**EXCERPTED PASSAGE**.
------------------------

Viagra may increase risk of melanoma

April 11, 2014

Patients who take the erectile dysfunction treatment Viagra (sildenafil citrate, Pfizer) are at an increased risk of developing melanoma, recent research suggests.

 

 

Patients who take the erectile dysfunction treatment Viagra (sildenafil citrate, Pfizer) are at an increased risk of developing melanoma, recent research suggests.

Researchers with Alpert Medical School, Brown University, Providence, R.I., conducted a prospective cohort study, examining 25,848 patients who participated in the Health Professionals’ Follow-Up Study. Those participants were questioned regarding sildenafil use for treatment of erectile dysfunction. Incidence of skin cancers - including basal cell carcinoma (BCC), squamous cell carcinoma (SCC) and melanoma - was gathered in self-reported questionnaires biennially. Diagnoses of melanoma and SCC were pathologically confirmed.

Investigators found 142 melanomas, 580 SCCs and 3,030 BCCs during follow-up from 2000 to 2010. According to the study, recent use of Viagra was significantly associated with an increased risk of subsequent melanoma, with a multivariate-adjusted hazard ratio (HR) of 1.84 (95 percent confidence interval [CI], 1.04-3.22). Researchers did not observe, however, an increased risk in SCC or BCC (HR, 0.84; 95 percent CI, 0.59-1.20; and 1.08; 0.93-1.25, respectively) with use of Viagra.

Researchers noted that Viagra is a phosphodiesterase 5A (PDE5A) inhibitor, and recent studies have shown that BRAF activation downregulates PDE5A levels. Low PDE5A expression by BRAF activation or use of Viagra can increase melanoma cells’ invasiveness, they wrote.

Sildenafil use may be associated with an increased risk of developing melanoma,” study authors wrote. “Although this study is insufficient to alter clinical recommendations, we support a need for continued investigation of this association.”

Study findings were published online April 7 in JAMA Internal Medicine.

------------------------

**GIVEN MATERIAL**.
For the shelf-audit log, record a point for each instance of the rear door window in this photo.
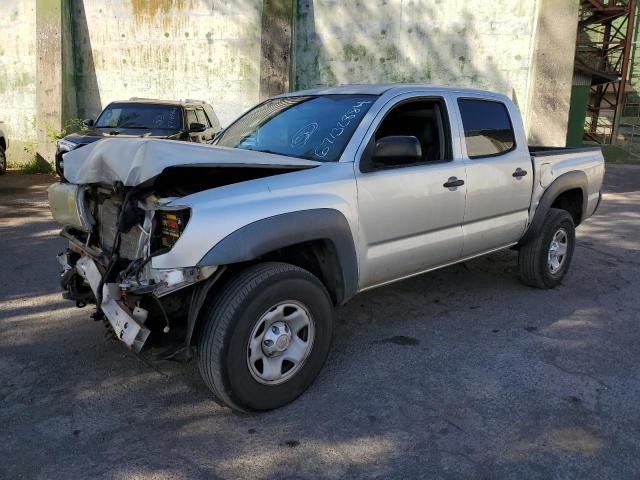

------------------------

**TASK LIST**.
1. Rewrite the paragraph of the Viagra article that begins "Investigators found 142 melanomas" more briefly, keeping its main facts.
2. Transcribe the part of the Viagra article that opens with the words containing "Researchers noted that" and closes with "JAMA Internal Medicine.".
The lines are separate material and are not part of the Viagra article.

**RESPONSES IN ORDER**.
1. From 2000 to 2010, follow-up identified 142 melanomas, 580 SCCs and 3,030 BCCs. Recent Viagra use was significantly associated with a higher risk of subsequent melanoma (multivariate-adjusted HR 1.84; 95 percent CI, 1.04-3.22). There was no increased risk of SCC (HR 0.84; 95 percent CI, 0.59-1.20) or BCC (HR 1.08; 95 percent CI, 0.93-1.25).

2.
Researchers noted that Viagra is a phosphodiesterase 5A (PDE5A) inhibitor, and recent studies have shown that BRAF activation downregulates PDE5A levels. Low PDE5A expression by BRAF activation or use of Viagra can increase melanoma cells’ invasiveness, they wrote.

Sildenafil use may be associated with an increased risk of developing melanoma,” study authors wrote. “Although this study is insufficient to alter clinical recommendations, we support a need for continued investigation of this association.”

Study findings were published online April 7 in JAMA Internal Medicine.